### To do
- A) Using the aedis review email below, answer each question briefly, one per line:
(i) Who does the sender thank for pointing out the mistake?
(ii) What is the subject line of the forwarded message?
(iii) According to the quoted passage, what does Aedis provide?
- B) For each statement, say yes or no depending on whether it agrees with the aedis review email below, and quote the words from the email that decide it.
(i) The forwarded message first went only to Marcelo, not to the whole mailing list.
(ii) The sender plans to answer Marcelo's points in separate emails.
(iii) The quoted passage says Aedis is not trying to generate requests and responses stubs from a schema.
- C) Carry on the aedis review email below, starting right after its last sentence.

### Supplied passage

= = = = =

Boost logo

Boost :

From: Ruben Perez (rubenperez038_at_[hidden])
Date: 2023-01-23 13:42:29


Forwarding to the whole ML, I hit the wrong button.

Thanks Marcelo for noting it.

---------- Forwarded message ---------
From: Ruben Perez <rubenperez038_at_[hidden]>
Date: Mon, 23 Jan 2023 at 14:04
Subject: Re: [boost] aedis review starts today
To: Marcelo Zimbres Silva <mzimbres_at_[hidden]>

Hi Marcelo,

I'll try to answer to the several points you made in a single email.

>
> To fix this properly I would need a tool similar to what protobuff is
> to grpc: generate requests and responses stub from a schema.
>
> Aedis however is not trying to do that, it provides the infrastructure
> with which such a tool could be created. Perhaps there is no place in
> Boost for such a library, but it is still necessary.

= = = = =

### Information shown
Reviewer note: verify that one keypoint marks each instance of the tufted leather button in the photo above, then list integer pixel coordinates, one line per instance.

= = = = =

### Task-by-task results
- A)
(i) Marcelo
(ii) Re: [boost] aedis review starts today
(iii) The infrastructure with which a tool that generates request and response stubs from a schema could be created

- B)
(i) Yes: "Forwarding to the whole ML, I hit the wrong button."
(ii) No: "I'll try to answer to the several points you made in a single email."
(iii) Yes: "Aedis however is not trying to do that"

- C)
I do think there is a place in Boost for a library like this. I don't think
we need neither a 100% type-safe solution, nor to completely hide the general
runtime interface that request::push() gives us. But I think we do have some
usability barrier here, and you need to have a plan on how to evolve it to
make it better, before the library gets into Boost and you loose the ability to
introduce big breaking changes.

I don't think the type-safe solution should span *all* Redis commands, but
only the most common ones. If the command the user wants does not have
type-safety implemented, she can always use what it's in place now. Simple
interfaces for simple uses, complex ones for advanced use cases (that's
something I learnt in MySQL the bad way).

> > As an example of this, the library's own example cpp20_containers,
> > in the hgetall function, uses the type std::map<std::string,
> > std::string> for the hgetall response, which will be okay unless the
> > key is not set, in which case you will get an error. I think this
> > has an enormous potential for causing hidden bugs (and even
> > vulnerabilities). I've also noticed that if you mismatch the sizes
> > of the pipeline request and response, you get an assertion (so UB).
>
> To avoid this you can wrap the response type in std::optional, for example
>
> std::optional<std::map<std::string, std::string>>
>
> I don't lock users in this behaviour because they might not want it.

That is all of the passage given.